|Luna Park at night.|
What can I say? Tom didn’t love it. But, of course, I didn’t expect him to. Although, in the past, I’d noticed him listening intently when a few opera singers performed on various episodes of “America’s Got Talent.”
Last night, he didn’t express a glimmer of enthusiasm over the performance at the Sydney Opera House other than his pleasure at seeing how much I was enjoying it. That’s worth something.
|Cloudy night at the opera house.|
He didn’t grumble or have a scowl on his face, nor did he dose off. It lasted less than two hours, during which I was totally engaged and enthralled. I’ve always loved opera after being introduced to it by my Harvard-educated, musical genius, doctor uncle who could sit at his baby grand piano and play any aria from memory. He left quite an impression.
When it ended, we made our way to Wharf 3 to catch the next Manly Ferry, which takes off every 30 minutes. Little did we know the treat we were about to receive in taking the photos we’ve included today, too many for one post.
|Tourists chose the upper deck to take photos as we did.|
As we entered the ferry terminal in Circular Quay, Sydney, I suggested we climb the steps to the outdoor upper deck to sit outside to cool off on a humid night. It was a great plan when we found suitable seating and views that literally left our mouths agape.
Sure, we knew Sydney had a lot to offer. We’d reveled in it on six past occasions when our cruise ships sailed from the exquisite harbor. Over the past week, on four occasions, we visited Sydney, three by taking the ferry.
But, nothing we’d seen earlier could match the perspective from the top of the ferry, even on a dark cloudy night after seven cloudy days and nights in a row since our arrival one week ago today. Thus, we share today’s photos with excitement over this amazing city, in many ways, the most beautiful city we’ve seen so far in our world journey.
|The interior of the Joan Sutherland Theatre of the Sydney Opera House.|
As for the remainder of the evening’s photos, we took several from the interior and the grounds of the Joan Sutherland Theatre at the Sydney Opera House, which we’ll continue to share in posts to come.
Having ordered the tickets almost a year ago, we had perfect seats, four rows from the stage, dead set in the middle. See our photo below taken from our seats.
|Our seats were only four rows from the stage and dead center in the theatre, seating for 1507. There are two large theatres and several smaller theatres in the complex. The cost for these two excellent seats was AU 190.15, US $146.50.|
No doubt, the theatre is beautiful and interesting. However, there are many steps to navigate to get inside the theatre. For those who may have difficulty with stairs, there are elevators and a few escalators. For the full experience, we did the many flights of steps, making our way through tourists who were sitting on the steps, as shown in yesterday’s post.

INFORMATION GIVEN:
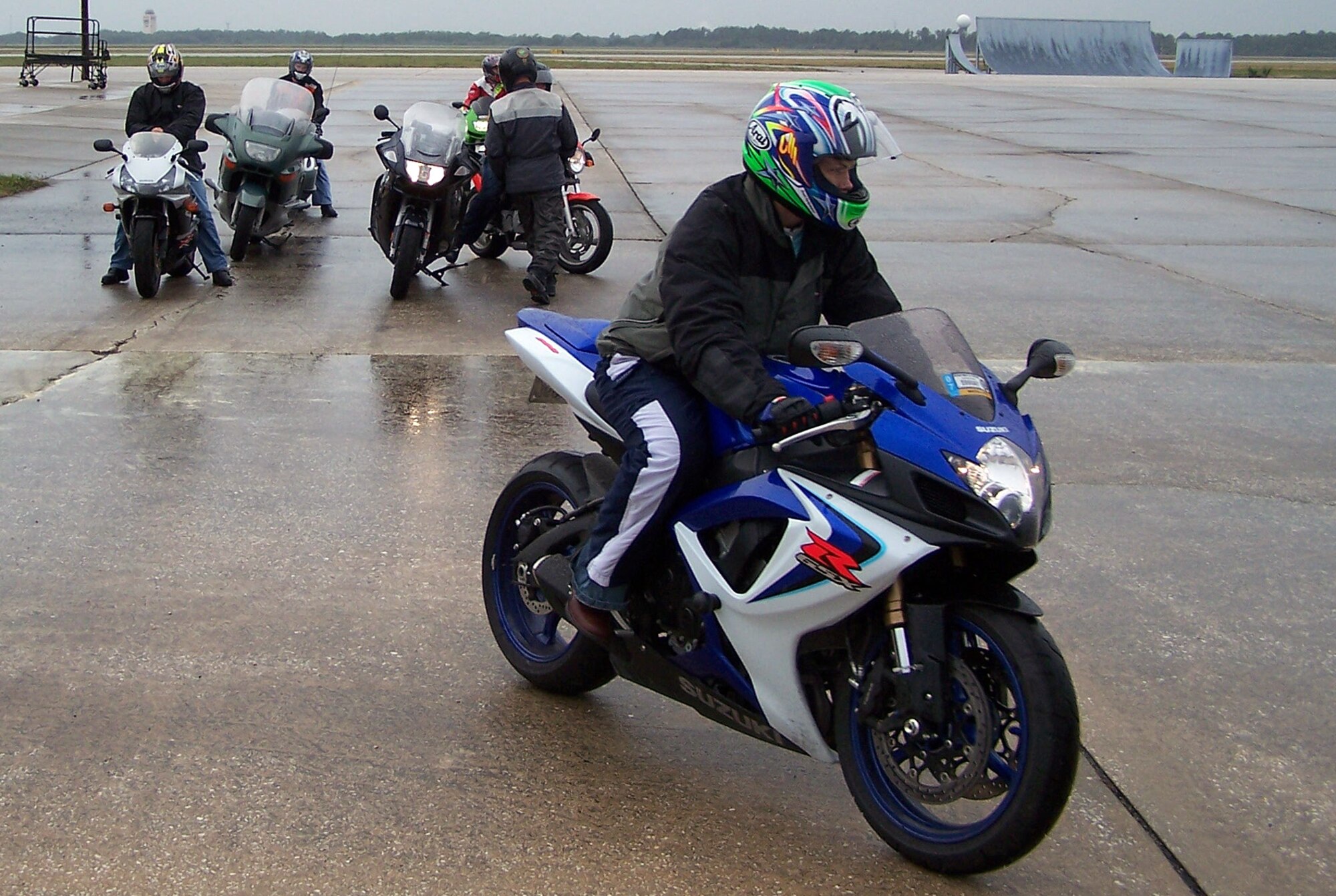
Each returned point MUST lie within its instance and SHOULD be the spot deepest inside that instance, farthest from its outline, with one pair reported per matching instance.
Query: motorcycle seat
(578, 334)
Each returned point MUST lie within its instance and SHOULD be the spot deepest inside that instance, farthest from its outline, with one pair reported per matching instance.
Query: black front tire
(1032, 760)
(407, 261)
(589, 248)
(242, 229)
(535, 644)
(491, 245)
(144, 253)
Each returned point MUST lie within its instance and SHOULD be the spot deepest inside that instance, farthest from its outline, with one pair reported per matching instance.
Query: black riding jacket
(178, 113)
(727, 290)
(530, 140)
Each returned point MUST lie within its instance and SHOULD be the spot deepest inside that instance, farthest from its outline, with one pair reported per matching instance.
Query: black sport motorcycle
(419, 202)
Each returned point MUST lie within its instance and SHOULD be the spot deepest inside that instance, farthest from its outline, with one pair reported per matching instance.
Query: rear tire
(539, 646)
(144, 253)
(242, 229)
(407, 261)
(1025, 768)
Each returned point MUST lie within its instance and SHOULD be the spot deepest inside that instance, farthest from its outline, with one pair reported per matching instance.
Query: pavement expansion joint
(1166, 850)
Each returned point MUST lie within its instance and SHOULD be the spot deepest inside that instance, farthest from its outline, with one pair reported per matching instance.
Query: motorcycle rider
(544, 79)
(491, 82)
(300, 66)
(528, 144)
(758, 256)
(169, 105)
(488, 202)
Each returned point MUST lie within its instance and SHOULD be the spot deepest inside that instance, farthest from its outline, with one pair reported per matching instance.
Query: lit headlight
(263, 152)
(1004, 476)
(428, 174)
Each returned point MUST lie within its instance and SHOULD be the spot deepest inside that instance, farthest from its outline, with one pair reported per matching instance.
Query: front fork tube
(908, 686)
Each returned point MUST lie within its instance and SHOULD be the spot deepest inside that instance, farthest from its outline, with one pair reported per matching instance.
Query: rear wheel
(540, 646)
(144, 253)
(985, 793)
(242, 229)
(407, 260)
(591, 237)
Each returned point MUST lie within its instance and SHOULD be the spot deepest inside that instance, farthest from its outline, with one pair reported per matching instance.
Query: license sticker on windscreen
(967, 385)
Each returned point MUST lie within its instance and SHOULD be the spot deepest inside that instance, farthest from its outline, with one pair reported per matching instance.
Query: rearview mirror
(1049, 360)
(824, 347)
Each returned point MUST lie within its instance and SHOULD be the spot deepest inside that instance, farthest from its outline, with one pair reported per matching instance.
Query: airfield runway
(242, 644)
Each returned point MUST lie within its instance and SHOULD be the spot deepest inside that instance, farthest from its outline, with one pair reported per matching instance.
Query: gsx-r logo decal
(830, 563)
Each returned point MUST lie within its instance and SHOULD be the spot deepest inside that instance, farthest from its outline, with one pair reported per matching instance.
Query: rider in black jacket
(757, 256)
(174, 106)
(300, 66)
(530, 140)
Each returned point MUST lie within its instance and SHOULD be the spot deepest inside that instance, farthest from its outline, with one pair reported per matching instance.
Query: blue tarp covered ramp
(1204, 58)
(1068, 47)
(957, 61)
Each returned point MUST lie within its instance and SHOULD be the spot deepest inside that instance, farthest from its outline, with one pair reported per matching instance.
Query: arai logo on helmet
(758, 136)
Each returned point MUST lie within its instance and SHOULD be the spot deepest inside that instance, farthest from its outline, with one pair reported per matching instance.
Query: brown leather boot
(597, 624)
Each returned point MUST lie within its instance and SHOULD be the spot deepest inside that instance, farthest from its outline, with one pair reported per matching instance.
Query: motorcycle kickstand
(439, 276)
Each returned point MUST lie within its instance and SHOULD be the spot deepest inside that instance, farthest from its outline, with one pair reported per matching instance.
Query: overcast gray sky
(641, 17)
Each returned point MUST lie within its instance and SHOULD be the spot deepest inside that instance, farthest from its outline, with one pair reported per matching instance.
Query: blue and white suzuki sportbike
(844, 592)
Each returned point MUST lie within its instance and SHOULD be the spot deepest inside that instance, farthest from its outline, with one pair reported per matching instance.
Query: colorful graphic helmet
(492, 69)
(165, 67)
(800, 122)
(301, 63)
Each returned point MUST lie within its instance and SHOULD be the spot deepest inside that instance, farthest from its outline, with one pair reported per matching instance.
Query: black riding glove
(788, 416)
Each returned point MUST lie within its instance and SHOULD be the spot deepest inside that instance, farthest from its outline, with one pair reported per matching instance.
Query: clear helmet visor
(866, 138)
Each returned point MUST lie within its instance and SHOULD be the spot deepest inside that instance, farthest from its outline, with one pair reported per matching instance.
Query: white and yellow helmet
(165, 67)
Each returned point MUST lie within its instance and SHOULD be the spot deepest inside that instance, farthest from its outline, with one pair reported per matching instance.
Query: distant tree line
(1305, 43)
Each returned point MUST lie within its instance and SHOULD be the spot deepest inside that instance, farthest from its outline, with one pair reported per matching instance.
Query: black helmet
(490, 69)
(544, 78)
(300, 65)
(518, 63)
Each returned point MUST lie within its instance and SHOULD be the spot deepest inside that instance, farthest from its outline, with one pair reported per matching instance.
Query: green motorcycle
(269, 168)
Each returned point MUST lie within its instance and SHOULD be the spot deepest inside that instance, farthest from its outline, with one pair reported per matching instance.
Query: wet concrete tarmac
(244, 646)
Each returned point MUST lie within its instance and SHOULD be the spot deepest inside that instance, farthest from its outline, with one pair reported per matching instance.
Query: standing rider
(758, 256)
(530, 140)
(169, 105)
(300, 66)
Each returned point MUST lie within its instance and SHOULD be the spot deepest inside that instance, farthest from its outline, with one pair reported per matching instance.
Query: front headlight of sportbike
(263, 152)
(424, 174)
(1007, 477)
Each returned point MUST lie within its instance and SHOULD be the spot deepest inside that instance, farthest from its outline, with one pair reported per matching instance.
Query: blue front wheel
(984, 793)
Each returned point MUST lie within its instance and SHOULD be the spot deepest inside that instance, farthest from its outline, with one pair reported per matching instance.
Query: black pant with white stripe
(665, 425)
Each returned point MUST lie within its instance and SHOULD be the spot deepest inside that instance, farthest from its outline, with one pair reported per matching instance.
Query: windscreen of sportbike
(927, 345)
(276, 107)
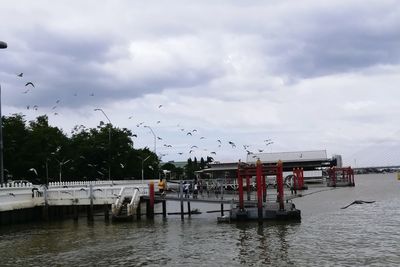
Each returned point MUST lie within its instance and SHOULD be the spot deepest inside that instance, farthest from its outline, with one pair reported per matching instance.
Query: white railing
(28, 195)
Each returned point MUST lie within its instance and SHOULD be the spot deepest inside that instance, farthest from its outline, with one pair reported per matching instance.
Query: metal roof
(314, 155)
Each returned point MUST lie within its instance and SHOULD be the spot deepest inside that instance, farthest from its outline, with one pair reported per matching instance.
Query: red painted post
(279, 182)
(248, 185)
(296, 179)
(240, 182)
(334, 176)
(151, 199)
(264, 189)
(259, 189)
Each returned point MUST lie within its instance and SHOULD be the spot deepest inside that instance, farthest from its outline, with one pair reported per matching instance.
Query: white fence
(71, 193)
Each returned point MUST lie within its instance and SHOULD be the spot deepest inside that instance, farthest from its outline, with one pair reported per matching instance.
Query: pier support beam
(164, 203)
(240, 183)
(264, 189)
(106, 213)
(259, 189)
(181, 197)
(279, 182)
(150, 213)
(248, 185)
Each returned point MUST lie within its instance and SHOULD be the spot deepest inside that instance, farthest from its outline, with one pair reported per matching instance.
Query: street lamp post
(109, 142)
(155, 138)
(143, 160)
(3, 45)
(62, 163)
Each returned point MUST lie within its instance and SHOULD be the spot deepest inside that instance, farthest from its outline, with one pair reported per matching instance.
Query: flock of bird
(196, 140)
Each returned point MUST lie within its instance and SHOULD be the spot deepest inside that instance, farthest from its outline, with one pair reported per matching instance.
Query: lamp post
(3, 45)
(62, 163)
(155, 138)
(109, 142)
(143, 160)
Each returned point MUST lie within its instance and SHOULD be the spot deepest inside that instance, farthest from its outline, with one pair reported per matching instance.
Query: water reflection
(265, 243)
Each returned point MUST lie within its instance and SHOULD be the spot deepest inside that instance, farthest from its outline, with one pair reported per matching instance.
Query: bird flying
(30, 83)
(358, 202)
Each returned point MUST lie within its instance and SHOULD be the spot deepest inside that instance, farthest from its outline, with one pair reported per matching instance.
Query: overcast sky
(310, 75)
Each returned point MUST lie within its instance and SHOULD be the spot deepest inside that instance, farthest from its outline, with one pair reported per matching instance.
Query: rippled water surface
(360, 235)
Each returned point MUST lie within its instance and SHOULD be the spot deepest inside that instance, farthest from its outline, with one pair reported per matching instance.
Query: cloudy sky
(310, 75)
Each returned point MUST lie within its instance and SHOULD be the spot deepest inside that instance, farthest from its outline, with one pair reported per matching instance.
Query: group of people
(187, 187)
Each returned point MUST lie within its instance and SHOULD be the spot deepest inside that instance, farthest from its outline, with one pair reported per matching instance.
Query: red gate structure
(263, 211)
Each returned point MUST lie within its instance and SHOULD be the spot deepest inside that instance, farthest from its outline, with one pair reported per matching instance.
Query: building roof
(297, 156)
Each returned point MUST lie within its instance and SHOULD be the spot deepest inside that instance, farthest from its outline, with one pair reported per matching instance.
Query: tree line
(41, 153)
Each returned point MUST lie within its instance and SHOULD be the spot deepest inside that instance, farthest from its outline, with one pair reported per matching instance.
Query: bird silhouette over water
(30, 83)
(358, 202)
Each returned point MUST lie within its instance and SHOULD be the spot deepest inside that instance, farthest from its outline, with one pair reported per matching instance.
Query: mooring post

REQUIREMENTS:
1. In the account of the night at the Sydney Opera House, replace "harbor" with "port" and write out the stretch from "Sure, we knew" through "taking the ferry.".
2. From the account of the night at the Sydney Opera House, list each means of getting up into the theatre that its final paragraph mentions.
Rely only on the text to complete these.

RESULTS BY TASK:
1.
Sure, we knew Sydney had a lot to offer. We’d reveled in it on six past occasions when our cruise ships sailed from the exquisite port. Over the past week, on four occasions, we visited Sydney, three by taking the ferry.

2. Steps (stairs), elevators, escalators